• _EXERCISE_
Which of the lines in the data mention the string "scoreboard"? List them all.

• _DATA FOR THIS EXERCISE_
────────

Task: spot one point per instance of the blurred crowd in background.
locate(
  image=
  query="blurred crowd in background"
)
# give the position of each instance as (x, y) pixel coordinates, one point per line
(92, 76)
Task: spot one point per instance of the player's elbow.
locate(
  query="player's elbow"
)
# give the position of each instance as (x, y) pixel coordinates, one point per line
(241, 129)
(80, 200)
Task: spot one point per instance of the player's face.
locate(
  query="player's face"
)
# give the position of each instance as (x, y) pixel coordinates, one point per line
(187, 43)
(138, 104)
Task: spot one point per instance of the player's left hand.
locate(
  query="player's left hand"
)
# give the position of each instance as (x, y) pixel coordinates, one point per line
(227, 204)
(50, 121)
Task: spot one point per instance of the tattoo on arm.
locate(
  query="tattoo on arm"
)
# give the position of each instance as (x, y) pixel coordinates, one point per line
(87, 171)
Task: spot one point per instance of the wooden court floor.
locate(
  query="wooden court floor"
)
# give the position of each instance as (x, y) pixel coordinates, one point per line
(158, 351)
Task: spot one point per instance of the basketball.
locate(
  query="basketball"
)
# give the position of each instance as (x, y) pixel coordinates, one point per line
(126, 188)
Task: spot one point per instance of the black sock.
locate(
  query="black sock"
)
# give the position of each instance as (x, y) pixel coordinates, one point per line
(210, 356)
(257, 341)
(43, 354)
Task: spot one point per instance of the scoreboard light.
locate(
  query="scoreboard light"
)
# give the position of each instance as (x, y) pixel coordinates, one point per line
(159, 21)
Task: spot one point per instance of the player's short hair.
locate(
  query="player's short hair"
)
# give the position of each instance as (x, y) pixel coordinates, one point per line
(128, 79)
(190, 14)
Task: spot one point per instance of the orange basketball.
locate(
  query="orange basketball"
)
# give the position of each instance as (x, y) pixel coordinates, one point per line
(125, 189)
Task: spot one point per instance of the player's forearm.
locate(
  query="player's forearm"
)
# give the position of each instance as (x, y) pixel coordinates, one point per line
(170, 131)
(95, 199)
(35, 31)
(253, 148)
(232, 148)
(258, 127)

────────

• _PROBLEM SOLUTION_
Task: spot one point per instance of the scoreboard light.
  query="scoreboard light"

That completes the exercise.